*What is asked*
Copy out the data below verbatim.

*Supplied information*
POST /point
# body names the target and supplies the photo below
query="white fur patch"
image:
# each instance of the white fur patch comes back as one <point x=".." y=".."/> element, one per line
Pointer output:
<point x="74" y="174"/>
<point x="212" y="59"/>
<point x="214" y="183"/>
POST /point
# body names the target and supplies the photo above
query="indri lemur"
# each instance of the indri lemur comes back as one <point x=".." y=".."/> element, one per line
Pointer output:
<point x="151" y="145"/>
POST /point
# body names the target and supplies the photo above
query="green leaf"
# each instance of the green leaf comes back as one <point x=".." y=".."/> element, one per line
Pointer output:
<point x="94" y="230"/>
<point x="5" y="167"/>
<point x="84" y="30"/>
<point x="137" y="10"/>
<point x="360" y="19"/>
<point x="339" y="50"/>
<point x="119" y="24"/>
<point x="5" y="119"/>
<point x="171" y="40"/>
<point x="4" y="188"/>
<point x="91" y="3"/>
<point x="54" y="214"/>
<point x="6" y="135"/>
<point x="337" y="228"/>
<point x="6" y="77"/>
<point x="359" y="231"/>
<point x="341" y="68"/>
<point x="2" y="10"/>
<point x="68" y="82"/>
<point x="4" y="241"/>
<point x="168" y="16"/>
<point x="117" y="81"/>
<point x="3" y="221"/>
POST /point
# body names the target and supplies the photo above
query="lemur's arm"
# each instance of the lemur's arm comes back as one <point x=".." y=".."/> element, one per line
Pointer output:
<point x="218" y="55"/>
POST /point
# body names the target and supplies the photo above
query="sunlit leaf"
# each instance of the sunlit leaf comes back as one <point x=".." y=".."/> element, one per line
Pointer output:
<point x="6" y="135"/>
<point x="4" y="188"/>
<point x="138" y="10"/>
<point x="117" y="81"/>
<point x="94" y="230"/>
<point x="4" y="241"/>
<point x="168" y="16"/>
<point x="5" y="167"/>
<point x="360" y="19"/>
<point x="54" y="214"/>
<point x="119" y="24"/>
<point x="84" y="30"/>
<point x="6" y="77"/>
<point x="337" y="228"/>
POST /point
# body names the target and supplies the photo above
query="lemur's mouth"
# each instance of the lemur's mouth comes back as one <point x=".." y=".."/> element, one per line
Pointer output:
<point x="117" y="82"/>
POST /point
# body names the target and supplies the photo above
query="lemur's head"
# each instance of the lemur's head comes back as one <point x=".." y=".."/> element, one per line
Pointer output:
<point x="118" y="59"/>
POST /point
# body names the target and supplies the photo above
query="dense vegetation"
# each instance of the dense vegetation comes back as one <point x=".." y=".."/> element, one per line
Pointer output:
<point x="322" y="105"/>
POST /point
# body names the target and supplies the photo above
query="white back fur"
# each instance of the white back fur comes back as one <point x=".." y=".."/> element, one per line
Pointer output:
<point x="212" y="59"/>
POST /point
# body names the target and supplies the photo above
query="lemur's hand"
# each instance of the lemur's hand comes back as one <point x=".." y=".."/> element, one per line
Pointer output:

*Output of the exercise*
POST /point
# body names the target and supplies the photo below
query="white fur patch"
image:
# each instance of the white fur patch comes back as one <point x=".." y=".."/> element, one per line
Pointer output:
<point x="74" y="174"/>
<point x="212" y="59"/>
<point x="214" y="183"/>
POST /point
# body names the target and supplies the photo above
query="indri lemur"
# each instance of the indri lemur comes back as one <point x=".." y=".."/> element, one per line
Pointer output:
<point x="151" y="145"/>
POST /point
# body names the target and supplies the photo above
query="green leaf"
# each instance of the green leaf comes back as one <point x=".." y=".."/> element, one per line
Pointer output:
<point x="94" y="230"/>
<point x="5" y="167"/>
<point x="84" y="30"/>
<point x="137" y="10"/>
<point x="360" y="19"/>
<point x="339" y="50"/>
<point x="119" y="24"/>
<point x="5" y="119"/>
<point x="171" y="40"/>
<point x="4" y="188"/>
<point x="91" y="3"/>
<point x="54" y="214"/>
<point x="6" y="135"/>
<point x="337" y="228"/>
<point x="6" y="77"/>
<point x="359" y="231"/>
<point x="341" y="68"/>
<point x="2" y="10"/>
<point x="68" y="82"/>
<point x="4" y="241"/>
<point x="168" y="16"/>
<point x="117" y="81"/>
<point x="3" y="221"/>
POST /point
# body names the target and supplies the photo above
query="lemur's arm"
# each instance of the lemur's arm comes back as one <point x=".." y=".."/> element, one per line
Pointer output:
<point x="218" y="55"/>
POST /point
# body names the target and supplies the photo above
query="sunlit leaf"
# each instance of the sunlit leaf comes back as one <point x=".." y=".."/> element, one per line
Pointer output:
<point x="6" y="135"/>
<point x="4" y="188"/>
<point x="138" y="10"/>
<point x="117" y="81"/>
<point x="94" y="230"/>
<point x="4" y="241"/>
<point x="168" y="16"/>
<point x="5" y="167"/>
<point x="360" y="19"/>
<point x="54" y="214"/>
<point x="119" y="24"/>
<point x="84" y="30"/>
<point x="6" y="77"/>
<point x="337" y="228"/>
POST /point
# body names the target and supplies the photo above
query="lemur's mouth"
# each instance of the lemur's mouth comes back as one <point x=".." y=".."/> element, one per line
Pointer output:
<point x="117" y="82"/>
POST /point
# body names the target and supplies the photo above
query="lemur's head"
# each instance of the lemur's head comes back as one <point x=".." y=".."/> element, one per line
Pointer output:
<point x="118" y="59"/>
POST /point
# body names the target and supplies the photo above
query="dense vegetation"
# each instance of the dense vegetation comes back as one <point x=".." y=".."/> element, one per line
Pointer output:
<point x="322" y="105"/>
POST /point
# body names the target and supplies the photo above
query="white back fur"
# each instance of the white back fur comes back as one <point x=".." y=".."/> element, one per line
Pointer output:
<point x="212" y="59"/>
POST /point
# body names the target and supplies the photo above
query="lemur's hand"
# each instance of the lemur's hand comes back as one <point x=".." y=".."/> element, one per line
Pointer output:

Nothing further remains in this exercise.